▶ Article
___
When the first exoplanet was identified via the radial velocity method, the Swiss team was able to detect a wobble in the star 51 Pegasi at a rate of 50 meters per second. The wobble is the star’s movement back and forth caused by the gravitational pull of the planet, and in that first case it was dramatic — the effects of a giant Jupiter-sized planet orbiting extremely close to the star.
Many of the early exoplanet discoveries were of similarly large planets close to their host stars, but it wasn’t because there are so many of them in the cosmos. Rather, it was a function of the capabilities of the spectrographs and other instruments used to view the star. They were pioneering breakthroughs, but they didn’t have the precision needed to measure wobbles other than the large, dramatic ones caused by a close-in, huge planet.
That was the mid 1990s, and radial velocity astronomers have worked tirelessly since to “beat down” that 50 meters per second number. And twenty years later, radial velocity astronomers using far more precise instruments and more refined techniques have succeeded substantially: 1 meter per second of wobble is now achieved for the quietest stars. That has vastly improved their ability to find smaller exoplanets further from their stars and is a major achievement. But it has nonetheless been a major frustration for astronomers because to detect terrestrial exoplanets in the Earth-sized range, they have to get much more precise — in the range of tens of centimeters per second.
___
▶ Your instructions
Continue the passage on radial velocity exoplanet detection from its last sentence.
___
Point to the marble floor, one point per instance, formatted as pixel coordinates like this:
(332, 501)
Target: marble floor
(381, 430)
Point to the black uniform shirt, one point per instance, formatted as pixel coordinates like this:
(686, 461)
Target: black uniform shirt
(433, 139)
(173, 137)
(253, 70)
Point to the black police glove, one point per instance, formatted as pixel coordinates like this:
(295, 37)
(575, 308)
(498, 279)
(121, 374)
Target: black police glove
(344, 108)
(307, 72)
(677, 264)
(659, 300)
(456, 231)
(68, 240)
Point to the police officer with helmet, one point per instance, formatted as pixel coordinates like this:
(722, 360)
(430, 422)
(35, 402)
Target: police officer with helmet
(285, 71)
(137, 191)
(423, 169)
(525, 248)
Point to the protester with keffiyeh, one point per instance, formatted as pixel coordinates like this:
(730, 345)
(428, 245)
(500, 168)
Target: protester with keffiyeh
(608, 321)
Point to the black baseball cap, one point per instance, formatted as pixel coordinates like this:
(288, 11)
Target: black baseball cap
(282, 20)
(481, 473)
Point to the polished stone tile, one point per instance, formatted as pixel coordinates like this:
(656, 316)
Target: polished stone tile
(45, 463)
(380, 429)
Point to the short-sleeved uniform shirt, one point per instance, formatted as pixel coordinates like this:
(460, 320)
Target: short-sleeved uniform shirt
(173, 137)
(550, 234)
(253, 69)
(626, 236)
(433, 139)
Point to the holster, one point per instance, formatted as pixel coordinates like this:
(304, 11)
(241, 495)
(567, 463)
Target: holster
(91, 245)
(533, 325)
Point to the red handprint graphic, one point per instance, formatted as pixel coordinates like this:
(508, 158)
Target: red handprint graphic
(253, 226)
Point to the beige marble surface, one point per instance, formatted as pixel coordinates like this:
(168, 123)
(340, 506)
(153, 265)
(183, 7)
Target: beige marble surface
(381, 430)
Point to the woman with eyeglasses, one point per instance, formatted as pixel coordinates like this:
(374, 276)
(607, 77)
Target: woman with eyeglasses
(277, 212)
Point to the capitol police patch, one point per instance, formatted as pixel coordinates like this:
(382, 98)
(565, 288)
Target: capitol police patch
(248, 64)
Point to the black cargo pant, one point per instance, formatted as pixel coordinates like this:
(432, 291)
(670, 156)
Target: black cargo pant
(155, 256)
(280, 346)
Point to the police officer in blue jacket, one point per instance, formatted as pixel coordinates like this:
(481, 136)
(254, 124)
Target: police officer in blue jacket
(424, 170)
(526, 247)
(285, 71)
___
▶ Right answer
A number of efforts to build systems that can get that low are underway, most notably the ESPRESSO spectrograph scheduled to begin work on the High Accuracy Radial Vlocity Planet Searcher (HARPS) in Chile next year. Then earlier this month an ambitious NASA-National Science Foundation project was awarded to Penn State University to join the race. The next-generation spectrograph is scheduled to be finished in 2019 and installed at the Kitt Peak National Observatory in Arizona, and its stated goal is to reach the 20 to 30 centimeters per second range.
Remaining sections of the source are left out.